- Dataset rows:
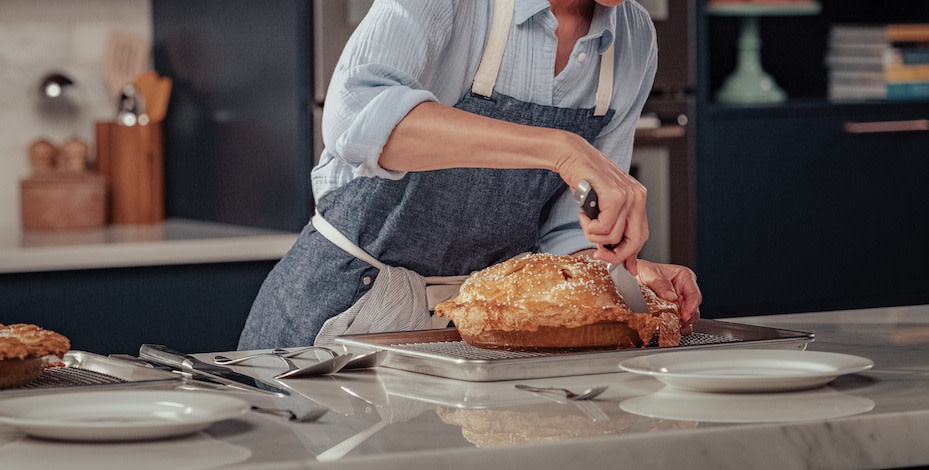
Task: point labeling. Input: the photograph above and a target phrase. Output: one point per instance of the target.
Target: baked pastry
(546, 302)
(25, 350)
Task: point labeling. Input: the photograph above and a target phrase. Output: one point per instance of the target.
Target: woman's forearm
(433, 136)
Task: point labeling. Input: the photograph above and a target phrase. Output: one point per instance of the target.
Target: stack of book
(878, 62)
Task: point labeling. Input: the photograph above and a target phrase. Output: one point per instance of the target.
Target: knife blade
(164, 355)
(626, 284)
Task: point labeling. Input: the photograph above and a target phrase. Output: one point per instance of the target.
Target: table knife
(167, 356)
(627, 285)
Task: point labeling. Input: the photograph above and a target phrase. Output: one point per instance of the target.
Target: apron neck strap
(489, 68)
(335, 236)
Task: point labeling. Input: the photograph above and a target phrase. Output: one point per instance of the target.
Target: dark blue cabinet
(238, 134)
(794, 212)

---

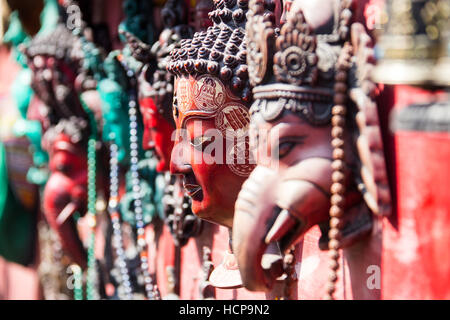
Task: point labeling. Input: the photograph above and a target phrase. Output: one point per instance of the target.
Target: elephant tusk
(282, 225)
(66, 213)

* * *

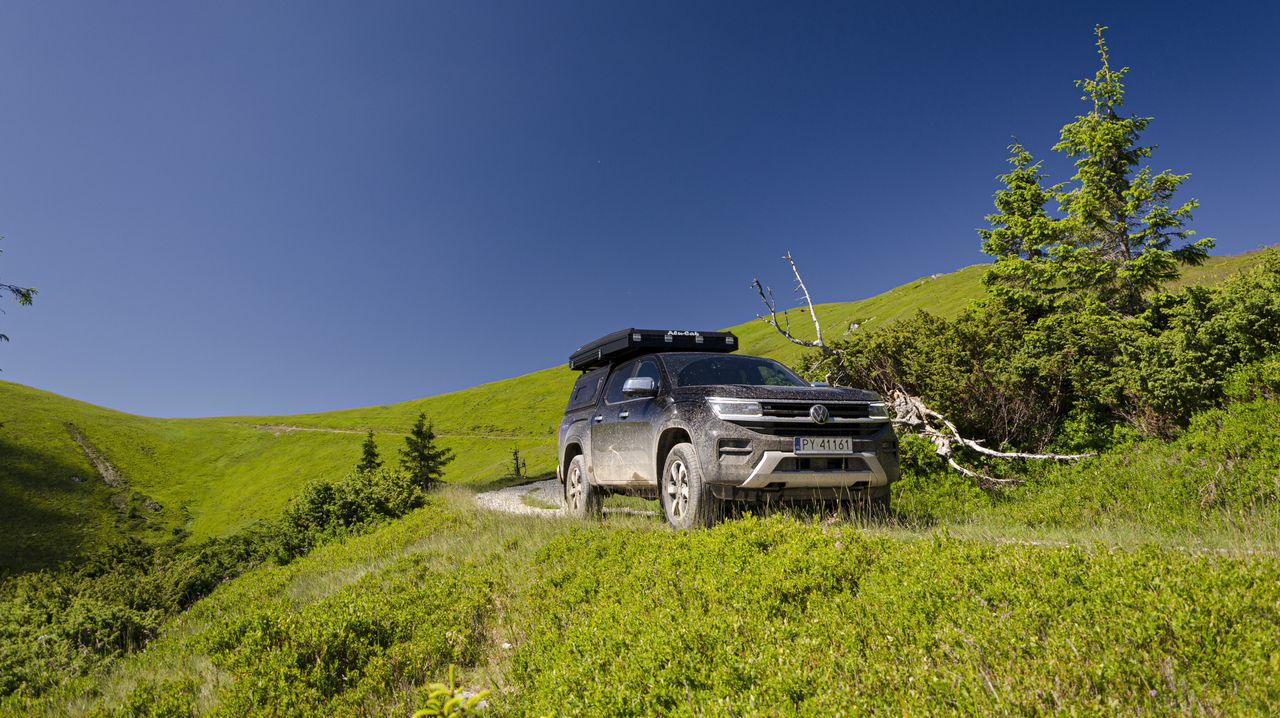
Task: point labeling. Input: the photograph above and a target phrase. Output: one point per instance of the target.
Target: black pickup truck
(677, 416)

- Required task:
Which lines of the data above contain the string "knife"? Copy each of them in full. Case matters when matching.

- Output for this task:
Target: knife blade
Target: table knife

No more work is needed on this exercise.